### Try it
Which lines of the records below contain the word "fabric"? Copy each of them out.

Referring expression data
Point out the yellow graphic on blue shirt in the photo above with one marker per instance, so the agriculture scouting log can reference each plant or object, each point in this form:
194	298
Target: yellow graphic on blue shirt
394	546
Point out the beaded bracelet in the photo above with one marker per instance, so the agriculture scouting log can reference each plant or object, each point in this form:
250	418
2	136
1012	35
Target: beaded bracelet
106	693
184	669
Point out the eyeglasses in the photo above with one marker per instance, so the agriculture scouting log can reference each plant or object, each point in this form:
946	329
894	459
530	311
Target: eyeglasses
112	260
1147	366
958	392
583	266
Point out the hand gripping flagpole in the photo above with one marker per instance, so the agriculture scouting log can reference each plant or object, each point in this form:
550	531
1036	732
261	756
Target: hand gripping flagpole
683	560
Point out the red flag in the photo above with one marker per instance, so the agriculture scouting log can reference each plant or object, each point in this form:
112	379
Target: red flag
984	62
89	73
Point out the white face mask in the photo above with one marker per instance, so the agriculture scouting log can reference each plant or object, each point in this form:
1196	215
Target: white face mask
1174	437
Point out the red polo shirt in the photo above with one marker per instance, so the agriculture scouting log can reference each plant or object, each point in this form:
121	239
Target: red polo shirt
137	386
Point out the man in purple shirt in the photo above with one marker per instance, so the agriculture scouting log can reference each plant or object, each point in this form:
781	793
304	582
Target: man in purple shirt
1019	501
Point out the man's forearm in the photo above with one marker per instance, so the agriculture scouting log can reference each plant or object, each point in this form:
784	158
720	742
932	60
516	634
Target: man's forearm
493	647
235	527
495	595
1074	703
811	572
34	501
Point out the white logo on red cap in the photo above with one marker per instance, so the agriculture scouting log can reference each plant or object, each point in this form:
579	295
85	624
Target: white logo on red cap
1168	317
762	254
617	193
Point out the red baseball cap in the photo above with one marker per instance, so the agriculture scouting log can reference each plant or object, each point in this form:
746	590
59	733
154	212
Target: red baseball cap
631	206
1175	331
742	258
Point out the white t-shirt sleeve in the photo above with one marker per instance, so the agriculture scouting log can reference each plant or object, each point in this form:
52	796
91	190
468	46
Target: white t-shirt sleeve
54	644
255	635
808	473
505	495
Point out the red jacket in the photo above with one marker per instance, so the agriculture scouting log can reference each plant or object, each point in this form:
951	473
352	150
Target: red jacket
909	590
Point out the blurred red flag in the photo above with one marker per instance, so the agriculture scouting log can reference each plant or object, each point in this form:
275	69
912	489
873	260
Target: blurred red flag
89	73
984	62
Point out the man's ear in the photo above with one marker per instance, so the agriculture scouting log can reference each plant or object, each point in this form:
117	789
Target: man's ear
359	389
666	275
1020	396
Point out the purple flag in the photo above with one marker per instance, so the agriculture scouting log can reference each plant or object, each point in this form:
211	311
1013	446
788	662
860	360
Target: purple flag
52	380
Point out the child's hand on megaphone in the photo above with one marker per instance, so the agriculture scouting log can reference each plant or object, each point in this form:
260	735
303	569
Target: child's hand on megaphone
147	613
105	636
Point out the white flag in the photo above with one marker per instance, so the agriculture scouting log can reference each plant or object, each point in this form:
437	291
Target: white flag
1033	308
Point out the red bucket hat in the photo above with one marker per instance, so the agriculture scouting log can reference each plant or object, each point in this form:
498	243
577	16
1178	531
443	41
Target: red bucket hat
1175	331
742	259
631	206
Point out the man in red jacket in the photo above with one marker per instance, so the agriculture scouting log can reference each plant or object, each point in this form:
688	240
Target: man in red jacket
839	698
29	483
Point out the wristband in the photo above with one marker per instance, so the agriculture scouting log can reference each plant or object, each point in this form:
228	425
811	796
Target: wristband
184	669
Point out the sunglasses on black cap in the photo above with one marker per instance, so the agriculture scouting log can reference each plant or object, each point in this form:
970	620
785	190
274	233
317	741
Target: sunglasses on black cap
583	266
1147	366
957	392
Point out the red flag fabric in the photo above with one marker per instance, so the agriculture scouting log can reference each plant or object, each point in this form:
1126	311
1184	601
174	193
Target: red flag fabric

### Answer to the exercise
Point out the red flag fabric in the photo above with one marker per instance, so the agriculture scouting log can reference each plant or object, each point in this form:
Target: red flag fabric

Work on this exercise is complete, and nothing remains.